WHAT TO DO => Copy out every line of the material below word for word, from the first line to the last.

::::

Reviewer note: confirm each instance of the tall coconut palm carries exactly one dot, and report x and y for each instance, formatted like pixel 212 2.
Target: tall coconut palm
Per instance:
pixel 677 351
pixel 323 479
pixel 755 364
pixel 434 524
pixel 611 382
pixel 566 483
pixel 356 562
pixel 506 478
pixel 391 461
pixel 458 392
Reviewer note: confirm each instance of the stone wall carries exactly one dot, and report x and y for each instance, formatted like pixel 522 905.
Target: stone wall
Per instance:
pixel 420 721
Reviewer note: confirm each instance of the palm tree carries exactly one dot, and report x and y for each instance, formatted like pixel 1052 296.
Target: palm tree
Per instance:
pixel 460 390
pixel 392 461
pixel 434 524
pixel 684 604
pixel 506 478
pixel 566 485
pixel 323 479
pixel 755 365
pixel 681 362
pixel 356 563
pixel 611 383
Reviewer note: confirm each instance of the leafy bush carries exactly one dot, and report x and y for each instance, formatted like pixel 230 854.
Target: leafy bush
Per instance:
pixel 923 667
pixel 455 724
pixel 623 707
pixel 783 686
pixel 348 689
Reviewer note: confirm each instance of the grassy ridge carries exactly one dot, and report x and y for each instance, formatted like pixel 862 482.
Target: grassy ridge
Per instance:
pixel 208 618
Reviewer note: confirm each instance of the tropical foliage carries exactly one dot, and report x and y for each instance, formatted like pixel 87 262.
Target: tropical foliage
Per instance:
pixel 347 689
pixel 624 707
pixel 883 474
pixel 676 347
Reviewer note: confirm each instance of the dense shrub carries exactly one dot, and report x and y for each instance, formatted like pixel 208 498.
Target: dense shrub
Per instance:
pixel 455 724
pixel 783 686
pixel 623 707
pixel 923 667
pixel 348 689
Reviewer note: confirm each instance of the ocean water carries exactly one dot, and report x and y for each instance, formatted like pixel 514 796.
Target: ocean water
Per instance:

::::

RESPONSE TO THIS TASK =>
Reviewer note: confirm each instance of the tall coconut palm carries exactly one dot, and report x and y for each instance, formatted like pixel 212 2.
Target: tall coconut palm
Per instance:
pixel 677 351
pixel 323 479
pixel 755 364
pixel 434 524
pixel 611 382
pixel 566 483
pixel 356 562
pixel 506 478
pixel 391 461
pixel 458 392
Reviewer note: confirm each instance of the stone wall carries exactly one dot, and report x and y for each instance, formatted like pixel 522 905.
Target: stone wall
Per instance:
pixel 420 721
Reviewer note: confirm each instance of the palm tree carries exactly one dot, and report x and y for each instance, formatted like pixel 1052 296.
Target: palm tree
Per instance:
pixel 460 390
pixel 392 461
pixel 434 524
pixel 684 604
pixel 506 478
pixel 566 485
pixel 323 479
pixel 755 365
pixel 681 362
pixel 356 563
pixel 611 383
Reviewer note: confirm each instance of the leafy bush carries exactly one dot, and report x and y for each instance, formatted like pixel 230 854.
Target: leafy bush
Per instance:
pixel 923 667
pixel 455 724
pixel 623 707
pixel 783 686
pixel 348 689
Reviewer note: confirm each instance of the grassy ridge carries exactly one dot, and report x and y for each instance, formatted like pixel 862 482.
Target: grassy ridge
Per instance:
pixel 208 618
Reviewer note: confirm each instance of the tropical foliage carries exactly one dot, and report x and y for each instance, formatted like pixel 87 262.
Target: tropical foliage
Per instance:
pixel 347 689
pixel 624 707
pixel 883 474
pixel 676 347
Reviewer note: confirm each instance of the dense shrub carries exactly one dot, and report x and y for each instance, formatted like pixel 208 498.
Target: dense shrub
Per instance:
pixel 455 724
pixel 783 686
pixel 623 707
pixel 923 667
pixel 348 689
Reviewer note: confirm each instance of the ocean water carries exactly one dot, and report x and y for each instance, formatted like pixel 514 796.
Target: ocean water
Per instance:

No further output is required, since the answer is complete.